Format every line of the listing below as a JSON list of strings, one string per line, and leave out any blank lines.

■ Lines of data:
◇ ◇ ◇ ◇
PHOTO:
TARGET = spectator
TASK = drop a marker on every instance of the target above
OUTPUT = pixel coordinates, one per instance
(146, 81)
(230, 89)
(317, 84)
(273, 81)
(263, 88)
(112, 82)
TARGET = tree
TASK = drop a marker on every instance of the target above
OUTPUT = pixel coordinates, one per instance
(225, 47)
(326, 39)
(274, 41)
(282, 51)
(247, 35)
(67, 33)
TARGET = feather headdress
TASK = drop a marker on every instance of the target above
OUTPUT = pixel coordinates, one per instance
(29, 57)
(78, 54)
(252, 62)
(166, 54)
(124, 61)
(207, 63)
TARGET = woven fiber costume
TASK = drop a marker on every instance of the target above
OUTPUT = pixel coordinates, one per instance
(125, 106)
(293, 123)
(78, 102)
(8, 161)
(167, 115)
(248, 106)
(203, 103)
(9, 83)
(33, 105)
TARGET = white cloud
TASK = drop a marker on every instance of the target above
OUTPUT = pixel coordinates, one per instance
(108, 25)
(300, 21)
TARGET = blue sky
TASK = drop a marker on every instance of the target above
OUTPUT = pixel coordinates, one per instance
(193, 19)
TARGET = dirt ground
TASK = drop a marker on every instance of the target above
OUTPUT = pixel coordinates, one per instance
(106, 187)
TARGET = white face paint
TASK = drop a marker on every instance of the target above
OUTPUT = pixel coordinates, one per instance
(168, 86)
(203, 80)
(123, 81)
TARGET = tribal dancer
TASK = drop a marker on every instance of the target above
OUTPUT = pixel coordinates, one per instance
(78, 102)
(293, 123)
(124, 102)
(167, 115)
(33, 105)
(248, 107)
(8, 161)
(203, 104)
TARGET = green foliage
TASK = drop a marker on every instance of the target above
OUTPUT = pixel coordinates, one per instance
◇ ◇ ◇ ◇
■ Reply:
[
  "PHOTO:",
  "TARGET = spectator",
  "TASK = drop a marker on every instance of the target above",
  "OUTPUT = pixel coordinates, one per instance",
  "(146, 81)",
  "(230, 89)",
  "(317, 84)",
  "(273, 81)",
  "(263, 88)",
  "(112, 82)",
  "TARGET = tree",
  "TASK = drop a marker on every instance of the target above",
  "OUTPUT = pixel coordinates, one per instance",
  "(225, 47)",
  "(326, 39)",
  "(274, 41)",
  "(282, 51)",
  "(247, 35)",
  "(67, 33)",
  "TARGET = feather headdress",
  "TASK = drop a marker on every instance of the target above",
  "OUTPUT = pixel coordinates, one per instance",
  "(29, 57)",
  "(78, 54)",
  "(252, 62)",
  "(166, 54)",
  "(124, 61)",
  "(207, 63)",
  "TARGET = woven fiber costume",
  "TASK = drop a marker on every instance of the target above",
  "OUTPUT = pixel coordinates, one per instance",
  "(125, 106)",
  "(293, 123)",
  "(78, 102)",
  "(8, 161)",
  "(167, 115)",
  "(248, 106)",
  "(203, 103)",
  "(9, 83)",
  "(33, 105)",
  "TARGET = white cloud",
  "TASK = drop a marker on every instance of the target above",
  "OUTPUT = pixel coordinates, one per instance",
  "(108, 25)",
  "(300, 21)",
  "TARGET = blue sky",
  "TASK = drop a marker on every instance of the target above",
  "OUTPUT = pixel coordinates, one per instance",
  "(193, 19)",
  "TARGET = dirt ground",
  "TASK = drop a marker on every instance of the target above",
  "OUTPUT = pixel coordinates, one per instance",
  "(106, 187)",
  "TARGET = white face paint",
  "TASK = drop a marker on every instance of the target above",
  "OUTPUT = pixel coordinates, one per instance",
  "(168, 86)",
  "(203, 80)",
  "(123, 81)",
  "TARGET = tribal dancer",
  "TASK = drop a marker on every instance of the target above",
  "OUTPUT = pixel coordinates, one per instance",
  "(78, 102)",
  "(293, 123)",
  "(124, 102)",
  "(167, 115)",
  "(33, 105)",
  "(248, 107)",
  "(8, 161)",
  "(203, 104)",
  "TARGET = green foliage",
  "TASK = drop a marker on every instance of the target above",
  "OUTPUT = pixel coordinates, one per instance"
]